==== EXTRACTED ENTRIES ====
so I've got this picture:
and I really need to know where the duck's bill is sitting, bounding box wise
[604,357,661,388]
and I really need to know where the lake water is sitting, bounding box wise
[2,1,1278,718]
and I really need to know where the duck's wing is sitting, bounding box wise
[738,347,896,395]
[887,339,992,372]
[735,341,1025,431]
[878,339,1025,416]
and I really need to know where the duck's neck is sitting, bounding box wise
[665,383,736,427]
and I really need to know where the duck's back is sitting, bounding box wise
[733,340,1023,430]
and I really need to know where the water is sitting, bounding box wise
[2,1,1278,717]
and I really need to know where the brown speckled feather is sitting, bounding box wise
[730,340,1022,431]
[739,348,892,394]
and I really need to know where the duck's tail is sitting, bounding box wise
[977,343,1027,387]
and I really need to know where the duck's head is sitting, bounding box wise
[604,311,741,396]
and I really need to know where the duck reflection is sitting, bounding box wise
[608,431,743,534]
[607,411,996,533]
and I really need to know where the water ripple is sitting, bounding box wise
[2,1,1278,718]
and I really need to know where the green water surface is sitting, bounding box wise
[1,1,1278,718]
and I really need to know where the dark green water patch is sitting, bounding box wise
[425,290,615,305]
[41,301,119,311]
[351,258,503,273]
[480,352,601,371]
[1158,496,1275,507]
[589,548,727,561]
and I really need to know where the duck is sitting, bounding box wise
====
> AIM OF THE TASK: Word for word, restate the lines running from the one containing "and I really need to know where the green" through the final line of the records above, and nothing besides.

> SOLUTION:
and I really need to know where the green water surface is sitting, bounding box wise
[1,1,1278,718]
and I really need to know where the dark green water patch is sitting, bounding box wise
[425,290,615,305]
[41,301,119,311]
[351,258,503,273]
[480,352,601,371]
[1158,496,1275,507]
[589,548,727,561]
and I really need to know where the duck is sitting, bounding box wise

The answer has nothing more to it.